_What to work on:_ Count how many lines in the entries below contain the string "reindeer", with case distinguished, and give only that number.

_Available records:_
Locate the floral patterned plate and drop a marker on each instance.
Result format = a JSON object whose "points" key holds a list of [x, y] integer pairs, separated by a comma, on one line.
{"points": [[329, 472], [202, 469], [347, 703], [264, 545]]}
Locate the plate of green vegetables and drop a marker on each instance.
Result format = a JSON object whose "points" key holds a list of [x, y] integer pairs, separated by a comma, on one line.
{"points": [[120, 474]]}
...
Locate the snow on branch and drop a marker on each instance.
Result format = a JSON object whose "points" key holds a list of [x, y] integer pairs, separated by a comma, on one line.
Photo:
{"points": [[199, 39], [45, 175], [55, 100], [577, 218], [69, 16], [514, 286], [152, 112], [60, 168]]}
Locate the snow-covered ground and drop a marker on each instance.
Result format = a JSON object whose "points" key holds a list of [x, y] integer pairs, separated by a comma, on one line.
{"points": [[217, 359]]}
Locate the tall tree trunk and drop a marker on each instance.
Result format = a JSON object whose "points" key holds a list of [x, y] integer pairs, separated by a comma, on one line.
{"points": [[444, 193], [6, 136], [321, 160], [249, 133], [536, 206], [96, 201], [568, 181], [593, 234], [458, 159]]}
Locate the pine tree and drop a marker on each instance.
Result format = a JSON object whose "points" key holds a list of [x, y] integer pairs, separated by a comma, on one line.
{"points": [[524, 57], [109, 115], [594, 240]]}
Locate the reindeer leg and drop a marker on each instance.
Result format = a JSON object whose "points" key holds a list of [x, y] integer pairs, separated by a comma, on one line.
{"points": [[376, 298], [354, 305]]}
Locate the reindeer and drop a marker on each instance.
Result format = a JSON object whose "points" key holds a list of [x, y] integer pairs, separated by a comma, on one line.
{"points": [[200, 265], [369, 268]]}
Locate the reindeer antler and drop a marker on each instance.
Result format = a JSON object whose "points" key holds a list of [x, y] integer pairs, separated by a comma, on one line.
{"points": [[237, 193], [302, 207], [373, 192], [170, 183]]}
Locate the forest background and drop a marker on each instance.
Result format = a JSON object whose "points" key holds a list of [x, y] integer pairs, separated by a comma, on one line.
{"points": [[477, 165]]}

_Solution for this exercise:_ 3